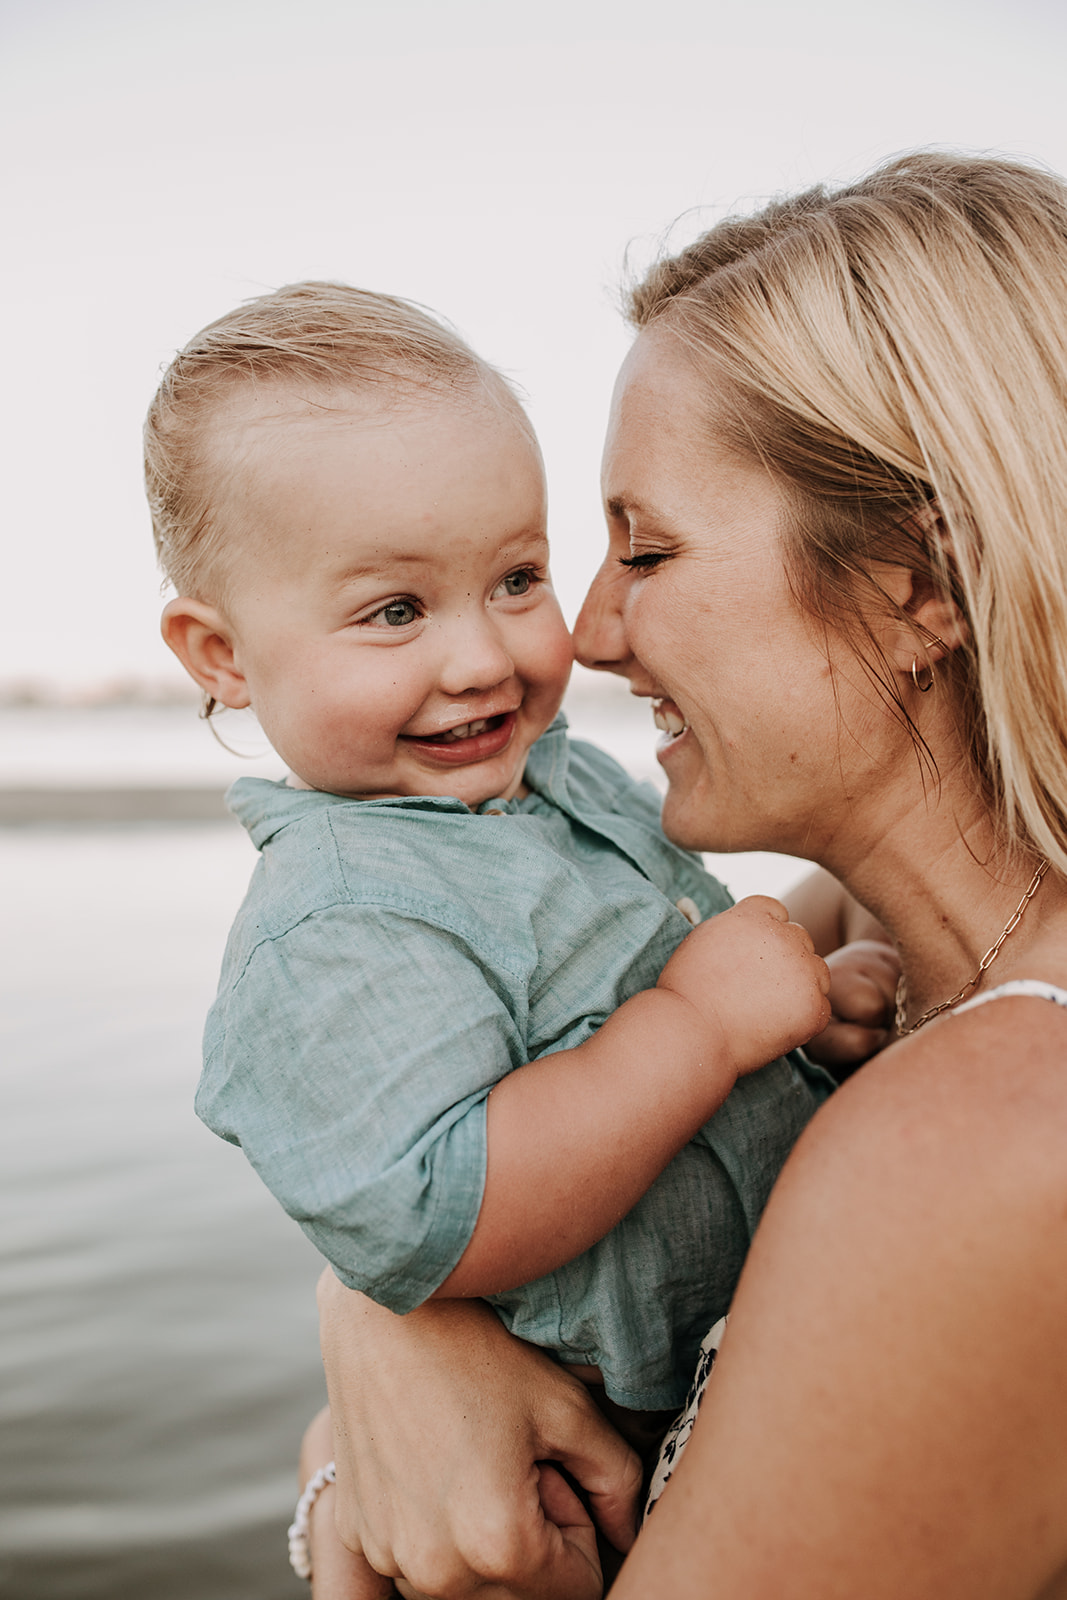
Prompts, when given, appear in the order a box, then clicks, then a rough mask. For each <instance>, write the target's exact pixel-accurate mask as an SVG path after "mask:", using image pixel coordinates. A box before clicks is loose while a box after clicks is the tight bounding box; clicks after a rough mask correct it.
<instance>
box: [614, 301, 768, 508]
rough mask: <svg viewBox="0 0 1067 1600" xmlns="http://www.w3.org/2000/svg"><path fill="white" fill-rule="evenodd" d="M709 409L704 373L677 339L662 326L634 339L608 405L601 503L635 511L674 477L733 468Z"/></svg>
mask: <svg viewBox="0 0 1067 1600" xmlns="http://www.w3.org/2000/svg"><path fill="white" fill-rule="evenodd" d="M715 411H717V406H715V395H713V392H712V389H710V384H709V379H707V374H705V373H702V371H701V370H699V368H697V366H696V362H694V360H693V357H691V355H689V354H688V350H686V349H685V346H683V344H681V341H680V339H678V338H677V336H675V334H672V333H670V331H667V330H661V328H648V330H645V331H643V333H641V334H638V338H637V341H635V342H633V346H632V349H630V352H629V355H627V358H625V362H624V363H622V368H621V371H619V378H617V381H616V387H614V395H613V402H611V413H609V418H608V432H606V438H605V451H603V467H601V488H603V498H605V502H606V504H608V506H609V507H614V506H617V507H630V506H638V504H643V502H645V501H646V499H648V498H649V496H653V498H661V496H662V494H664V493H667V491H669V490H672V488H677V486H678V483H680V482H681V480H685V482H689V483H693V482H694V480H701V478H707V477H710V475H720V474H723V472H731V469H733V470H736V469H737V467H739V466H741V458H739V454H737V451H736V450H734V448H733V446H731V443H729V442H728V438H726V437H725V434H723V432H721V430H720V429H718V427H717V426H715ZM747 466H750V464H747Z"/></svg>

> [Requirement]
Return all the records above word for word, leaving out the pictures.

> [Answer space]
Prompts, when given, appear in the order a box, then clicks, then a rough mask. For each <instance>, write the target's exact pixel-accurate mask as an SVG path after "mask:", using image pixel coordinates. A box before clicks is loose while a box after clicks is the tight bounding box; clicks after a rough mask correct it.
<instance>
box: [614, 301, 768, 508]
rough mask: <svg viewBox="0 0 1067 1600" xmlns="http://www.w3.org/2000/svg"><path fill="white" fill-rule="evenodd" d="M709 409L704 373L677 339L662 326L634 339L608 405L601 503L635 511L674 477L733 468Z"/></svg>
mask: <svg viewBox="0 0 1067 1600" xmlns="http://www.w3.org/2000/svg"><path fill="white" fill-rule="evenodd" d="M715 411H717V406H715V395H713V392H712V389H710V384H709V379H707V374H705V373H702V371H701V370H699V368H697V366H696V362H694V360H693V357H691V355H689V354H688V350H686V349H685V346H683V344H681V341H680V339H678V338H677V336H675V334H672V333H670V331H667V330H661V328H648V330H645V331H643V333H641V334H638V338H637V341H635V342H633V346H632V349H630V352H629V355H627V358H625V362H624V363H622V368H621V371H619V378H617V381H616V387H614V395H613V402H611V413H609V418H608V432H606V438H605V451H603V467H601V488H603V498H605V502H606V504H608V506H609V507H614V506H617V507H630V506H638V504H643V502H645V501H646V499H648V498H649V496H653V498H661V496H662V494H664V493H667V491H669V490H672V488H677V486H678V483H680V482H681V480H685V482H689V483H693V482H694V480H701V478H707V477H710V475H720V474H723V472H731V469H733V470H736V469H737V467H739V466H741V458H739V454H737V451H736V450H734V448H733V446H731V443H729V442H728V438H726V437H725V434H723V432H721V430H720V429H718V427H717V426H715ZM747 466H750V464H747Z"/></svg>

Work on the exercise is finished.